■ **Extracted information**:
* begin *

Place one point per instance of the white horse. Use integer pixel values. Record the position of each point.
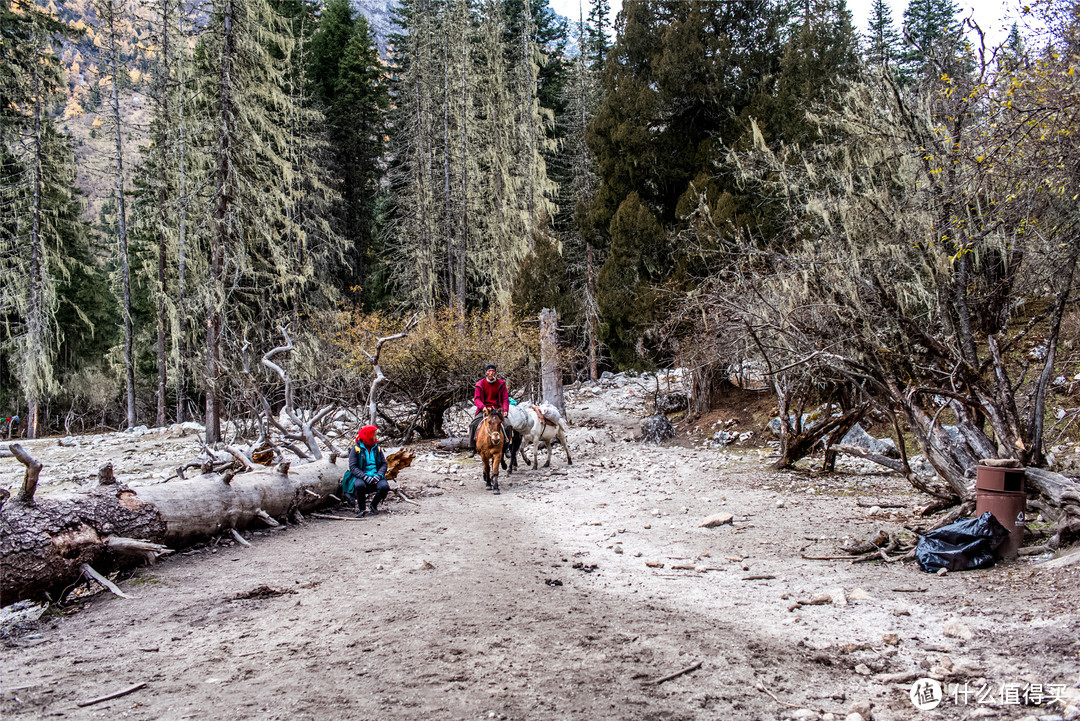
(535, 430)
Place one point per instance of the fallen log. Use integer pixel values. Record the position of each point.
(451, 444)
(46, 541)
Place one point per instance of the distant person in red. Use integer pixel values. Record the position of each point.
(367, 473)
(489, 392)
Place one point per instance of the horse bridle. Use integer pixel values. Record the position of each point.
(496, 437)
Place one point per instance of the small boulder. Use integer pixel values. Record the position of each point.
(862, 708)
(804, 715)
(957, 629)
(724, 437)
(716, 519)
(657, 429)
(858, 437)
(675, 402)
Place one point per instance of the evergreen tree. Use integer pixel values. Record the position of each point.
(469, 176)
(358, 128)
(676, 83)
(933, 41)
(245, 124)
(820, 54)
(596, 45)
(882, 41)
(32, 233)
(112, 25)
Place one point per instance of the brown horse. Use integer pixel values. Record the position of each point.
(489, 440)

* end *

■ **The exercise**: Copy the entries word for word, from the line containing "Place one point per instance of the horse" through the end of the entries.

■ **Result below**:
Place one point per instance of the horse bridle. Use integer pixel values. Record the position of each point.
(496, 437)
Place one point per instance of the small boulder. Use integer pixel values. Record the position of each point.
(862, 708)
(804, 715)
(957, 629)
(724, 437)
(716, 519)
(657, 429)
(858, 437)
(675, 402)
Place one point per instance of the evergreen tree. Use integer pixel values. Record the position of each point.
(469, 176)
(358, 128)
(676, 83)
(933, 41)
(245, 124)
(820, 54)
(596, 45)
(882, 41)
(32, 233)
(112, 25)
Place one point per instance of the brown horse. Use integer pixel values. Record the position of each point.
(489, 440)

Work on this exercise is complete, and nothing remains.